*** Block opens ***

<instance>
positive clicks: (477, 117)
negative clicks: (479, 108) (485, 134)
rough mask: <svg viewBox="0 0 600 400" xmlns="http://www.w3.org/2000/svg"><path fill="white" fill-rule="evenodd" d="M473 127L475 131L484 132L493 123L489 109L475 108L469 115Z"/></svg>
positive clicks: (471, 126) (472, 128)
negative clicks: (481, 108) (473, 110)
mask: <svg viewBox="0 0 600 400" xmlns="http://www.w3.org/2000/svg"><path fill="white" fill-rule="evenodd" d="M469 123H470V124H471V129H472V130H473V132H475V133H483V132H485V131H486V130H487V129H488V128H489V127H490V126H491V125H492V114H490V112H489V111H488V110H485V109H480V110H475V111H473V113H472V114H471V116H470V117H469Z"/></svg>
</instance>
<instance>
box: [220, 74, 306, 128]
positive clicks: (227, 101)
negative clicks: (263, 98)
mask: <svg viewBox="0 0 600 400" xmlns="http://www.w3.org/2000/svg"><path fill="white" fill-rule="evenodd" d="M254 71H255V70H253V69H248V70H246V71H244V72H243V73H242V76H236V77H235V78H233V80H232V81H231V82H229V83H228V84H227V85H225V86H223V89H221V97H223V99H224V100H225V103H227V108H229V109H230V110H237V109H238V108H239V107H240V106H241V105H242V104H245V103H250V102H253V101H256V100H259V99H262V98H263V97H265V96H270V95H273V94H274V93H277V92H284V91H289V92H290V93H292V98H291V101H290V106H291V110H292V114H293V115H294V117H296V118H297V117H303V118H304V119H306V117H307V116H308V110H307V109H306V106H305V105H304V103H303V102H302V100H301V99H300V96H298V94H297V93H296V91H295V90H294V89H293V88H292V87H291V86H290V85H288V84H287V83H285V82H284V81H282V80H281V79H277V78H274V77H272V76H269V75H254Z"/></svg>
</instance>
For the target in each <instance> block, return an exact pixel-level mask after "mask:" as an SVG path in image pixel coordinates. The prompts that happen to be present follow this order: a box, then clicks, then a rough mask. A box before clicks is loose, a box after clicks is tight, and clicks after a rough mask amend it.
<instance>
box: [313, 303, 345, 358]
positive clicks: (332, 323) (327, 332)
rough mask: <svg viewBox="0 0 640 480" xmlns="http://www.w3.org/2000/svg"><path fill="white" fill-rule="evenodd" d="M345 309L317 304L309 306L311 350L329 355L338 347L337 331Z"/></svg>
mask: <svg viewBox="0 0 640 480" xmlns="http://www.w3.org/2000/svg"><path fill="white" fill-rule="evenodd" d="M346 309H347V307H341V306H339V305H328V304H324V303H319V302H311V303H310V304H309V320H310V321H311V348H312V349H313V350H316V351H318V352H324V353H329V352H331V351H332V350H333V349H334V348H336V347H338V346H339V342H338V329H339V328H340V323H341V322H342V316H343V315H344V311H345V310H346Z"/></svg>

*** Block closes ***
*** Block opens ***

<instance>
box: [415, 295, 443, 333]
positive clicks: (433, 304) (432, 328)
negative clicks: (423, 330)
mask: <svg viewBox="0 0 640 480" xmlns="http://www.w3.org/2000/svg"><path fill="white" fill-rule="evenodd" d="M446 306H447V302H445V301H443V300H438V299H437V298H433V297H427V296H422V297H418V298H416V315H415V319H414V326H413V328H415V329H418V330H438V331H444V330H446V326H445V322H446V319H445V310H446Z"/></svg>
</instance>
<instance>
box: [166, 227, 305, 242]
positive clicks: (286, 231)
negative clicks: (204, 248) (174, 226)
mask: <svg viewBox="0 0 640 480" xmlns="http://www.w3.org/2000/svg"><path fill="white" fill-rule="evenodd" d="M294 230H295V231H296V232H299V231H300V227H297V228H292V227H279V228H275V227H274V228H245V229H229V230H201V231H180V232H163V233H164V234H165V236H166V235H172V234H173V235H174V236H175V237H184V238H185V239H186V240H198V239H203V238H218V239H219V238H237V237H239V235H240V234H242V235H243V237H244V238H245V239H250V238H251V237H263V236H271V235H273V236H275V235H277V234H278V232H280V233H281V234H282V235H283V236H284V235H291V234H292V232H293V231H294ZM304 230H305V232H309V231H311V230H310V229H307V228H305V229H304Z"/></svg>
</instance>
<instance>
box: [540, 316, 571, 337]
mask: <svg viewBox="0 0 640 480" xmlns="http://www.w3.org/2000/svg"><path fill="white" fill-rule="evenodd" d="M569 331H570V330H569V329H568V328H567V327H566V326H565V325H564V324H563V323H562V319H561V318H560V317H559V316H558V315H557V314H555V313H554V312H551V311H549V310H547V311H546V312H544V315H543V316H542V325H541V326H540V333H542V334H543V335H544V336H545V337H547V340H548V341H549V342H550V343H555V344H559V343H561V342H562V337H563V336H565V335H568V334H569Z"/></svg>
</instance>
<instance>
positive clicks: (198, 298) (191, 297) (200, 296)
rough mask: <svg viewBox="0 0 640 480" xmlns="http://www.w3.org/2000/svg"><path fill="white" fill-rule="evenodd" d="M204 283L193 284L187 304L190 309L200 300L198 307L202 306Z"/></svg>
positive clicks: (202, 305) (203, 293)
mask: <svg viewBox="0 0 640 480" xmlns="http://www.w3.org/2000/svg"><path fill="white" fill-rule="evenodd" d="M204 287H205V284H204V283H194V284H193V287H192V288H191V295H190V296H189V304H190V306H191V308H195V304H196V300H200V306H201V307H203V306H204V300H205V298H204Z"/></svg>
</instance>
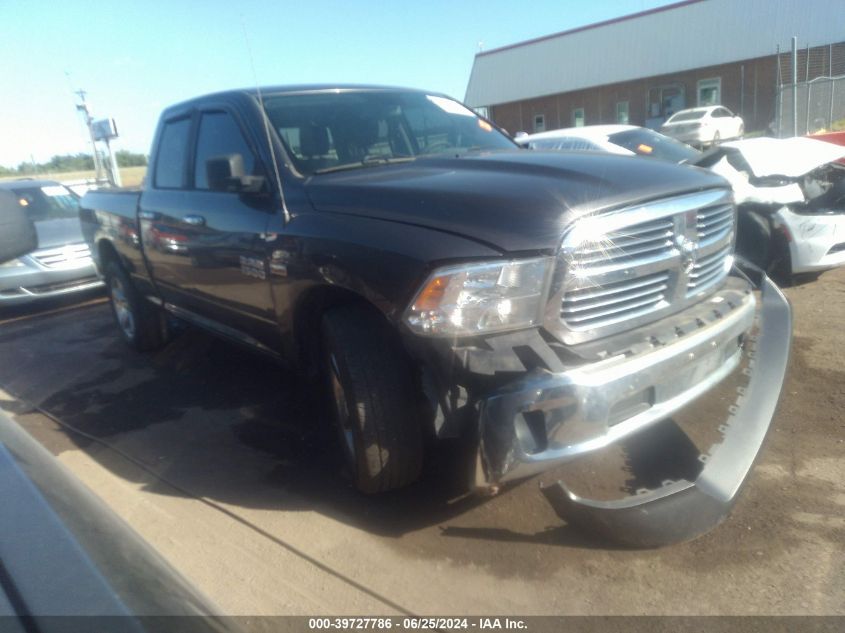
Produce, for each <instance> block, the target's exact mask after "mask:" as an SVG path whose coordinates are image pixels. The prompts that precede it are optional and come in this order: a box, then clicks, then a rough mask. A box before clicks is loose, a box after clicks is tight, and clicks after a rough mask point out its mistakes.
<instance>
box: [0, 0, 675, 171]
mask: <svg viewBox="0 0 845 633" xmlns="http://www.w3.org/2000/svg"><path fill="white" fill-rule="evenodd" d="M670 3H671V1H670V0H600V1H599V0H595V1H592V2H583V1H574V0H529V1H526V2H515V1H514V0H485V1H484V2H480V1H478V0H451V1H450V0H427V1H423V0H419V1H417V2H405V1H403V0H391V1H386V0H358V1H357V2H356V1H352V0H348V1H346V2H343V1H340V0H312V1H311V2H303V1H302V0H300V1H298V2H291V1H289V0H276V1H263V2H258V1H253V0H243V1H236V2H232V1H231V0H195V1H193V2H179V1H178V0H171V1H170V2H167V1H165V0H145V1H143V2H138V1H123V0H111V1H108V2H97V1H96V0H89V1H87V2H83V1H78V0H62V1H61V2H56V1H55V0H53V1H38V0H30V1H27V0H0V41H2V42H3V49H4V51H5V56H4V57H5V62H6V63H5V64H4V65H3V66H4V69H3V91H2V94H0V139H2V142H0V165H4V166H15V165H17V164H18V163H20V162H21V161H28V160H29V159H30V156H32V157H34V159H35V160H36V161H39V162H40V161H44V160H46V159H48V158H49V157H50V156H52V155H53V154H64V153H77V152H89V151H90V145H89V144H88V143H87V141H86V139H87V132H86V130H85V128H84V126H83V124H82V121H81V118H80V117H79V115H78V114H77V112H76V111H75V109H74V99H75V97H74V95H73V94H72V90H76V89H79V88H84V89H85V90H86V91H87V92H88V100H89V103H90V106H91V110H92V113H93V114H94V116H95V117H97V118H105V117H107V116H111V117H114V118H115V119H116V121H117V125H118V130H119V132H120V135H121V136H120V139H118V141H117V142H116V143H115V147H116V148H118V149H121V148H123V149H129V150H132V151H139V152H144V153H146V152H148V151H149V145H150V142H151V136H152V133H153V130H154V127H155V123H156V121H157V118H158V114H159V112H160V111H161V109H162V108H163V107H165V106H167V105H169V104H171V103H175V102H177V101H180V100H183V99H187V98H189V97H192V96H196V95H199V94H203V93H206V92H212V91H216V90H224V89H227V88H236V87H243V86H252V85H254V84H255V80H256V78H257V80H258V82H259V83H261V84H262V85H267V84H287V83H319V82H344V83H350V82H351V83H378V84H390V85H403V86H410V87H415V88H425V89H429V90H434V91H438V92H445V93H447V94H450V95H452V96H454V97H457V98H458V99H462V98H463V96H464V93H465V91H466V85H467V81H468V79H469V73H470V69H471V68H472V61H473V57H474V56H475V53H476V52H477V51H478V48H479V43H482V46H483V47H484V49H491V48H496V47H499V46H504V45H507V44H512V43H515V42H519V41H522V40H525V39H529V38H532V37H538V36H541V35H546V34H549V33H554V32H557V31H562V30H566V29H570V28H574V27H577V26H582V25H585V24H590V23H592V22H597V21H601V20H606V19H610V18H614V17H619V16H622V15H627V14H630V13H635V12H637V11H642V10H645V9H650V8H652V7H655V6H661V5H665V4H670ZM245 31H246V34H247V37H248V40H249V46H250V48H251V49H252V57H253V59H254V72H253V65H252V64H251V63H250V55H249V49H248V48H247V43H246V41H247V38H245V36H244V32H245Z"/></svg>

*** Block closes ***

WHAT THE EXERCISE ASKS:
The range runs from the line with "box: [313, 303, 345, 358]" up to and including the line with "positive clicks: (332, 323) (327, 332)" in the listing above; please write out exactly those lines and nothing more.

OUTPUT BELOW:
box: [313, 303, 345, 358]
positive clicks: (332, 323) (327, 332)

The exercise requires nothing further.